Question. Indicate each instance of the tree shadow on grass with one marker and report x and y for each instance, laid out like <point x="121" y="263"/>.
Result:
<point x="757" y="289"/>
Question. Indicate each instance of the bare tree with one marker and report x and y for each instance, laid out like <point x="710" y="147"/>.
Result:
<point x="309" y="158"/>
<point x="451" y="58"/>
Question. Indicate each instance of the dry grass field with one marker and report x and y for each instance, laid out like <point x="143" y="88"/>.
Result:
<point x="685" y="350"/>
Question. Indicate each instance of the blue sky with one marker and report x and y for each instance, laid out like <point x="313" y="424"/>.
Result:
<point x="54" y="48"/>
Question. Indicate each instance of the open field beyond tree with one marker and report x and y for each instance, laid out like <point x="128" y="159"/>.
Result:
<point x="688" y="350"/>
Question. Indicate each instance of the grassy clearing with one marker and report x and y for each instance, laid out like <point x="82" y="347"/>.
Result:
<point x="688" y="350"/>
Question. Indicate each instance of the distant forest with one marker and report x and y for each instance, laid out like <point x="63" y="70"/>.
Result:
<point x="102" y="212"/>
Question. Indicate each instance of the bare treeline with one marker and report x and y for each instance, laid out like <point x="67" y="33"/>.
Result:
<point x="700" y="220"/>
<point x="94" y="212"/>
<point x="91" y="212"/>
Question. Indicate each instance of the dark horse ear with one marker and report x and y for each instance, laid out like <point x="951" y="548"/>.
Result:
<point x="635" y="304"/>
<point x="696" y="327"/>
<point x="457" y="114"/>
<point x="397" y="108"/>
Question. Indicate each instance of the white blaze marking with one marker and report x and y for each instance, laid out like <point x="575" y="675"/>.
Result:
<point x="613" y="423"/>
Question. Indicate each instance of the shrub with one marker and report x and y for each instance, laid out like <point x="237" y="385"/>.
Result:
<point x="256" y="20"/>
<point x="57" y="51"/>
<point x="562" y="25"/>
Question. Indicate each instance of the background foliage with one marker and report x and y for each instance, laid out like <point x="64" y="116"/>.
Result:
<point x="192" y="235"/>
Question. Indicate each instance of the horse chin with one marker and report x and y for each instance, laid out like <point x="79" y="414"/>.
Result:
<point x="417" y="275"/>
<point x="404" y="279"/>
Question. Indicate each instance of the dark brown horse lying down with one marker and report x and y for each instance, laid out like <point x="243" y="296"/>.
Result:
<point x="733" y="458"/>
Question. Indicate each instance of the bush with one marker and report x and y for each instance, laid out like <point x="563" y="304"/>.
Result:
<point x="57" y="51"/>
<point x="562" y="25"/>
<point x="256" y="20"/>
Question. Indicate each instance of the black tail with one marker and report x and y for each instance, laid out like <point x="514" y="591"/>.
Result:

** Exercise goal **
Give an exact copy of the lines from the one with "Question. Indicate each instance of the dark horse" through the end of the entries, both ends included.

** Solution to the problem **
Question. Indicate each instance of the dark horse ear with one marker and report x and y for each instance, laid out like <point x="951" y="548"/>.
Result:
<point x="635" y="304"/>
<point x="696" y="327"/>
<point x="457" y="114"/>
<point x="397" y="108"/>
Question. Indicate each instance of the white blaze marking with one marker and report x and y for each instance, laid out like <point x="575" y="675"/>.
Result:
<point x="613" y="423"/>
Question. Indicate each instance of the shrub with one marker and report x and y for each instance, laid out like <point x="237" y="385"/>.
Result:
<point x="256" y="20"/>
<point x="57" y="51"/>
<point x="562" y="25"/>
Question. Indicate each instance of the background foliage with one marker and report x and y for each instance, laid out like <point x="64" y="116"/>.
Result:
<point x="192" y="235"/>
Question. Indicate each instance of the horse chin with one marker and report x and y for each instance, laid out like <point x="79" y="414"/>.
Result:
<point x="417" y="275"/>
<point x="404" y="279"/>
Question. Indicate each instance of the dark brown horse lying down with one marker and report x and y for each instance, laid out like <point x="243" y="296"/>.
Result:
<point x="733" y="458"/>
Question. Indicate each instance of the bush with one marker and report x and y for each instance, laid out like <point x="563" y="304"/>.
Result:
<point x="57" y="51"/>
<point x="562" y="25"/>
<point x="256" y="20"/>
Question. Indicate each instance of the black tail with one marker and report x and y for each instance, laid out like <point x="514" y="591"/>.
Result:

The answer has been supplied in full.